◆ Extracted entries:
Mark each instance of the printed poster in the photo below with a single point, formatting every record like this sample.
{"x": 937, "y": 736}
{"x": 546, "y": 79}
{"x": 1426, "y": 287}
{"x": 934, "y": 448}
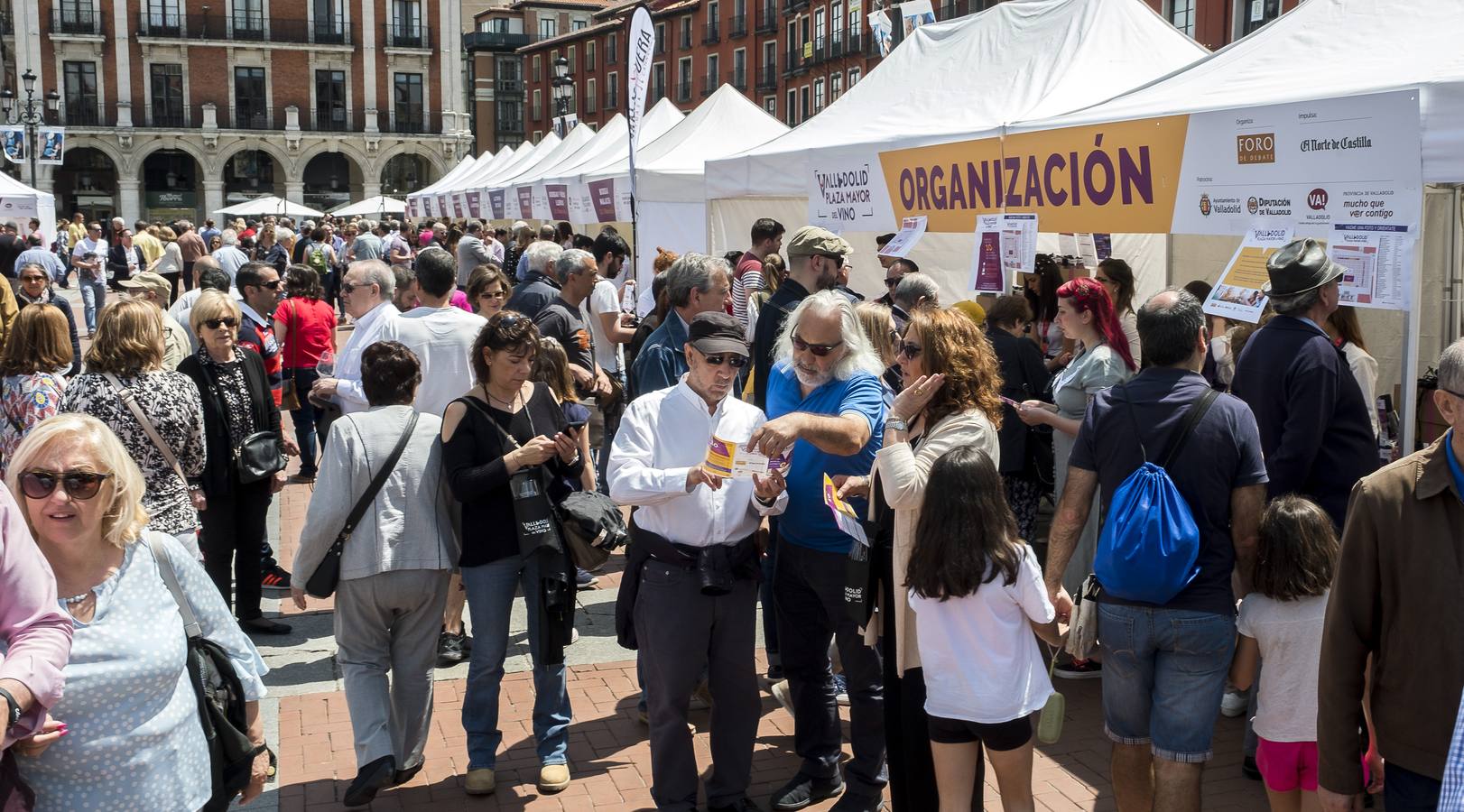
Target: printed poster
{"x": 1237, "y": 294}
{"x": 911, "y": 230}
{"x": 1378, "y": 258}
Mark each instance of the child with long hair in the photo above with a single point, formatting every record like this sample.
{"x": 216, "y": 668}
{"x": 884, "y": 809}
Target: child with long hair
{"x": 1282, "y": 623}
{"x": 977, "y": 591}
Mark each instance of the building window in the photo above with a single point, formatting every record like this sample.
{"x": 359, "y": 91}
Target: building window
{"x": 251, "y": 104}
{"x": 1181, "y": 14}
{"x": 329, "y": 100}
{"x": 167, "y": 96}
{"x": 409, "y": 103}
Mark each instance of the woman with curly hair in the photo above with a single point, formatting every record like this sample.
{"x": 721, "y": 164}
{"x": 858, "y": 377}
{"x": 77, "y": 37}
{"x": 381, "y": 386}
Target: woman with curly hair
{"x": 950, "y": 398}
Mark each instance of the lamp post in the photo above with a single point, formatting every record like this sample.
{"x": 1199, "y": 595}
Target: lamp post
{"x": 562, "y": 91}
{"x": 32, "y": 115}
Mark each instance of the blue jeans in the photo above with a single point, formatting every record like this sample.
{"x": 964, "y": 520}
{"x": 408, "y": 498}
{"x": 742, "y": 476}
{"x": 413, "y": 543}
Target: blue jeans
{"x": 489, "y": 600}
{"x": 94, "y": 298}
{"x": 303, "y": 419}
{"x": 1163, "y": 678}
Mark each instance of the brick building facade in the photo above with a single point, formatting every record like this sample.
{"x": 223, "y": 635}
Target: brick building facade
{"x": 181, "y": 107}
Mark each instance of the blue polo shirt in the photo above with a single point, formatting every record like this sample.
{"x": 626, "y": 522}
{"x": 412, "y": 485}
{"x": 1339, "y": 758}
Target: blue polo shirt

==

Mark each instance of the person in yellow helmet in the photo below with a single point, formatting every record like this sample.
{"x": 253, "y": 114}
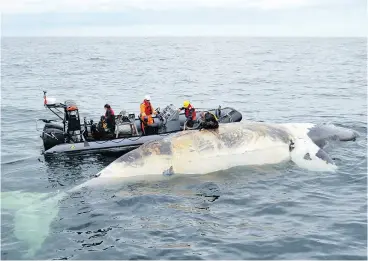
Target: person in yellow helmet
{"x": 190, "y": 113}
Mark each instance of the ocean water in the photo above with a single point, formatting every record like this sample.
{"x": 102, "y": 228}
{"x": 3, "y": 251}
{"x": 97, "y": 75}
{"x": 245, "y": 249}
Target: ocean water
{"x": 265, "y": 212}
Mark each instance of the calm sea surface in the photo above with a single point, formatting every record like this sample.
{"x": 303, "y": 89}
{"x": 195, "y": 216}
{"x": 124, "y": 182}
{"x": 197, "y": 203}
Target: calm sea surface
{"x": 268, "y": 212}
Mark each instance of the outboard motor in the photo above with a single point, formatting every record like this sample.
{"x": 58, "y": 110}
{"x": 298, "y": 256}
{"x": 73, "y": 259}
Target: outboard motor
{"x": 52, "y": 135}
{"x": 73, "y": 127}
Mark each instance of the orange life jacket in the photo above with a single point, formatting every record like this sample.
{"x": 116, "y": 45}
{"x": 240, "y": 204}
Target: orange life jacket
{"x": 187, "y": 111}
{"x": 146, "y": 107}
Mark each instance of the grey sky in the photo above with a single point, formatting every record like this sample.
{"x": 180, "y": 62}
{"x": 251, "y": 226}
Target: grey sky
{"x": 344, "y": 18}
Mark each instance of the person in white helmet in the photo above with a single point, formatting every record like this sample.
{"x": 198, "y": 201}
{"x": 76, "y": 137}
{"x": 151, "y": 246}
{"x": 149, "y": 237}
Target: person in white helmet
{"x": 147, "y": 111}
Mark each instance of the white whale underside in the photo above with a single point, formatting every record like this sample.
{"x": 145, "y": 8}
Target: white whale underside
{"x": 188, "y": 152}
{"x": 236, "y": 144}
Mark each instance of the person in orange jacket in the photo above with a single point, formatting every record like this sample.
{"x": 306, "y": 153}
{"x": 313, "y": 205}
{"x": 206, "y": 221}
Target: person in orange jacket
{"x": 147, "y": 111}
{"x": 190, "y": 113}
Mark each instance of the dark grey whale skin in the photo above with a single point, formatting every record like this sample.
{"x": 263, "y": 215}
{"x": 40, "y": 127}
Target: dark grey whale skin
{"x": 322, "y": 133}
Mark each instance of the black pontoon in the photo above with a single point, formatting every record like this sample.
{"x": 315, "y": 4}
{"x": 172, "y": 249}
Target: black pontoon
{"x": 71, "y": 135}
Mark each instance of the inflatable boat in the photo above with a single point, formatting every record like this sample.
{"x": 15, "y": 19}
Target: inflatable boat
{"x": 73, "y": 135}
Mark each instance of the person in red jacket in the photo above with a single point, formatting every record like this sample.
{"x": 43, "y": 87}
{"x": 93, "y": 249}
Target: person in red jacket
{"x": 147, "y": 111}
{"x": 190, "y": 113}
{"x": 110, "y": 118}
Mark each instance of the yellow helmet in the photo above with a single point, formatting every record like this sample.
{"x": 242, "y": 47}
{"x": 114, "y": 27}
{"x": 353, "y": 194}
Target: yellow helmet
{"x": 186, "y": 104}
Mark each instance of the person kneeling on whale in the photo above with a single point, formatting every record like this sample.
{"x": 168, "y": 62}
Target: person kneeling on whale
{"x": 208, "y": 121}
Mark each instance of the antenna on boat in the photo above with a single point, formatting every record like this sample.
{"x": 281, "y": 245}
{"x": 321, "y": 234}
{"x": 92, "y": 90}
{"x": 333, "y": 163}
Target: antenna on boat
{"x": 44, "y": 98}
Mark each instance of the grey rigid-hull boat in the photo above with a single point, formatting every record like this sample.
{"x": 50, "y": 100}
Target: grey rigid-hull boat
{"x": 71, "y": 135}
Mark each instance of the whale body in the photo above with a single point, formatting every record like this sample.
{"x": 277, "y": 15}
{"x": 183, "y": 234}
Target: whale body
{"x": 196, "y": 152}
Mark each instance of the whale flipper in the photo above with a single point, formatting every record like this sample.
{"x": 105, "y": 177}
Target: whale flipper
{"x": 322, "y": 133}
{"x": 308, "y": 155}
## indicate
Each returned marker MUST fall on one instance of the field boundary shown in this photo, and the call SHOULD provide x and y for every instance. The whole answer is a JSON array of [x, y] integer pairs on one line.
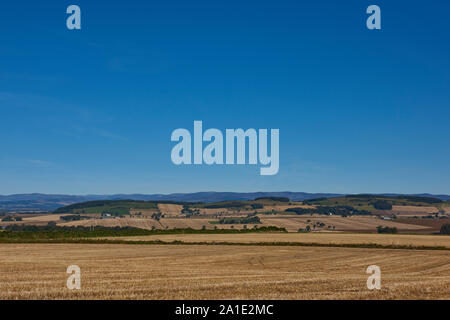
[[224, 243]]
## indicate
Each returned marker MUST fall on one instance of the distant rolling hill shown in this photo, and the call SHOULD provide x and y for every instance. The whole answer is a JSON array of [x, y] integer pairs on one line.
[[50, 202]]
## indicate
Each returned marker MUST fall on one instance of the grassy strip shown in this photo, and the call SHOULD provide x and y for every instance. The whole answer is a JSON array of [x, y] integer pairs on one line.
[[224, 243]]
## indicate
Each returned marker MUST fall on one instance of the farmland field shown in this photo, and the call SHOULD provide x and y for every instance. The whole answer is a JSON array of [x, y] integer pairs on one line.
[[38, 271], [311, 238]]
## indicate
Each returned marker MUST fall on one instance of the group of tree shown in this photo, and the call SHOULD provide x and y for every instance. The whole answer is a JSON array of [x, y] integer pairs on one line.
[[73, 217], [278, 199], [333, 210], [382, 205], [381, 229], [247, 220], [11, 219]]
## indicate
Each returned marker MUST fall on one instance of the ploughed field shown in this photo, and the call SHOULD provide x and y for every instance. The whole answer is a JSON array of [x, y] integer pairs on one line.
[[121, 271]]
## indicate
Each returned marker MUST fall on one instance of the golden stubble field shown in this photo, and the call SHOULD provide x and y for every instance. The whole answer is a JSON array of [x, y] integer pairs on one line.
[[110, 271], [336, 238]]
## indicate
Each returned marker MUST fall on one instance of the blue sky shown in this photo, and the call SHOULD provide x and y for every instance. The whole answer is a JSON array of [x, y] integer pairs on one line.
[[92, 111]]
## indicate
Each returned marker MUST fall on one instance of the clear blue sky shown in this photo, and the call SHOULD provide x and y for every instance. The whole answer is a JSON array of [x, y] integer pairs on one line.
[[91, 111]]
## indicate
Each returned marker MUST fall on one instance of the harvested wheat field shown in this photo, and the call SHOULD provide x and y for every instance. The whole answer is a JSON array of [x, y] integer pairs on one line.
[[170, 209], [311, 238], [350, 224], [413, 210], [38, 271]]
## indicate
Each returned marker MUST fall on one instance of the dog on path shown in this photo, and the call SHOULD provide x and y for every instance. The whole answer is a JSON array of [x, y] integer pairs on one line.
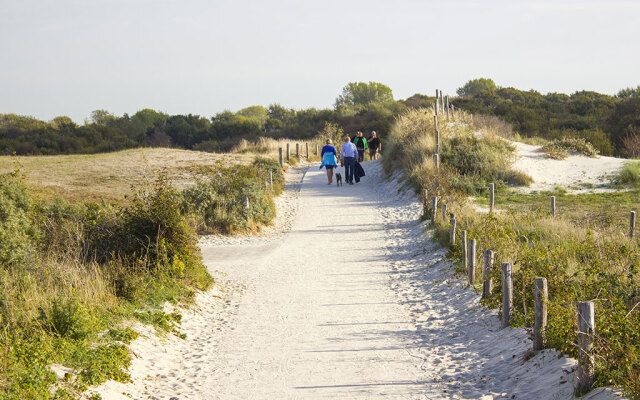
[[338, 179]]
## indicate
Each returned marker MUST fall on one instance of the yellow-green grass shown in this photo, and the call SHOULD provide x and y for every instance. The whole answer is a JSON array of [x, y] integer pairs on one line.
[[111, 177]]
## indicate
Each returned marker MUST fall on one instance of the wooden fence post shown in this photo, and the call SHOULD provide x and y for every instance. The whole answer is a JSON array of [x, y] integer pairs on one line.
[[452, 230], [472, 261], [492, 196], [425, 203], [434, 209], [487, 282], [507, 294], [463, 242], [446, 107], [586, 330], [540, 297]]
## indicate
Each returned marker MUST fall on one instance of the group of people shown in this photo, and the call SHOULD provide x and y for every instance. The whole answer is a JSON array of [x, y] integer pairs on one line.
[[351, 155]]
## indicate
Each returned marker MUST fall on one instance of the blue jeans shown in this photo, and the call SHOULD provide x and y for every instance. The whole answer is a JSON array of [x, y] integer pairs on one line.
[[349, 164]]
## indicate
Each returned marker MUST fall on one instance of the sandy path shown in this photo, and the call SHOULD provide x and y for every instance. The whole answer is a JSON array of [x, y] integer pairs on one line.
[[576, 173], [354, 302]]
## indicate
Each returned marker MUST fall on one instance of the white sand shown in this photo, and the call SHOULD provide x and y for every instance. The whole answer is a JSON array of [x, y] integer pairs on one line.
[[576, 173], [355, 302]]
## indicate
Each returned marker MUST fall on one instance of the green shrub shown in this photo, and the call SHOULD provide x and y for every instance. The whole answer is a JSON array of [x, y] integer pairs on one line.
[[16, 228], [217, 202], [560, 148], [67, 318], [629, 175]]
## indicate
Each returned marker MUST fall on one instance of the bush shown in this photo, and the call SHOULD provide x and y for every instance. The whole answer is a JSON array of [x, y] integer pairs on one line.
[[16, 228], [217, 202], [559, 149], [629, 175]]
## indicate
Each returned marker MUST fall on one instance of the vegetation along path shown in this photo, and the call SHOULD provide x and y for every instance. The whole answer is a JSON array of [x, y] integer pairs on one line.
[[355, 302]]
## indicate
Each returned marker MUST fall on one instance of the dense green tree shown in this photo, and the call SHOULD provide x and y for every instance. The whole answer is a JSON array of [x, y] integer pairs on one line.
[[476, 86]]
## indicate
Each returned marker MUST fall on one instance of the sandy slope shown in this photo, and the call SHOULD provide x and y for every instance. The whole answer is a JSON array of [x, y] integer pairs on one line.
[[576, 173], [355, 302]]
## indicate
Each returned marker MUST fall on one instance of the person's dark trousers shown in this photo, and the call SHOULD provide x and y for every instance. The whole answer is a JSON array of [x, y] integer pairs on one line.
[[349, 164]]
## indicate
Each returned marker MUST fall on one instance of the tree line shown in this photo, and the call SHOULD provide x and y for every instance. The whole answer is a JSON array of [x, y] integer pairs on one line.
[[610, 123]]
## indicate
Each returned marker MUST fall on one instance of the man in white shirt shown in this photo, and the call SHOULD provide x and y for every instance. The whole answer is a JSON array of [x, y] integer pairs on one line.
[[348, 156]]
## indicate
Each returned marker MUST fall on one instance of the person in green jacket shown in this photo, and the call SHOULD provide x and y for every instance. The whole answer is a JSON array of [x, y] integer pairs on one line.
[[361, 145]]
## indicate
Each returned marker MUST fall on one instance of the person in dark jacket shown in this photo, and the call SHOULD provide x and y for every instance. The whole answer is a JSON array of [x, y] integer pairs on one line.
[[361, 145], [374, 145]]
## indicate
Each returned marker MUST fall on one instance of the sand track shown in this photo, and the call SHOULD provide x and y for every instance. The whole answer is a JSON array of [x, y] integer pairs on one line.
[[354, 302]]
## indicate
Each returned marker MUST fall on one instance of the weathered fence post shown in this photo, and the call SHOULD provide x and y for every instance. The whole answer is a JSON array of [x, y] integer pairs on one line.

--

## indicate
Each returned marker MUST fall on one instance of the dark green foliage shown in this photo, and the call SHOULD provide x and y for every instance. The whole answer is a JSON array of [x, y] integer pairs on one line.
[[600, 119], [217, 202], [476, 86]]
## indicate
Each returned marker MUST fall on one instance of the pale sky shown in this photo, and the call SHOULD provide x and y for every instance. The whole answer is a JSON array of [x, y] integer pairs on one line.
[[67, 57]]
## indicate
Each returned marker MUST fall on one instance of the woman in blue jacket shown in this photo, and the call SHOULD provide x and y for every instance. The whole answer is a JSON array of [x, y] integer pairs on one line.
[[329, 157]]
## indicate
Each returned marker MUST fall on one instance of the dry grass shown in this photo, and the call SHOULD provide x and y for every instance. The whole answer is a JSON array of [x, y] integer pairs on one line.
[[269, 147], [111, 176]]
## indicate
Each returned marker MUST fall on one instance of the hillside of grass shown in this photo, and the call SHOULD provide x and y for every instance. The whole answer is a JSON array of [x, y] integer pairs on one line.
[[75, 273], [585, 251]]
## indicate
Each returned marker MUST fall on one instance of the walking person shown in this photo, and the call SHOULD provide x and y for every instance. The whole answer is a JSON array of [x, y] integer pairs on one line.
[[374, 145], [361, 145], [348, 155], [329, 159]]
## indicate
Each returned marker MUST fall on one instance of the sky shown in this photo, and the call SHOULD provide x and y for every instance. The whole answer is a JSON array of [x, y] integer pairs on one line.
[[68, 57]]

◆ The request: Pick out every line in the records that contains the word "calm", matching case exactly, and copy each one.

◆ Solution to this task:
Mark each instance of the calm sea surface in the photo above with a single point, formatting every record like this sample.
Target: calm sea surface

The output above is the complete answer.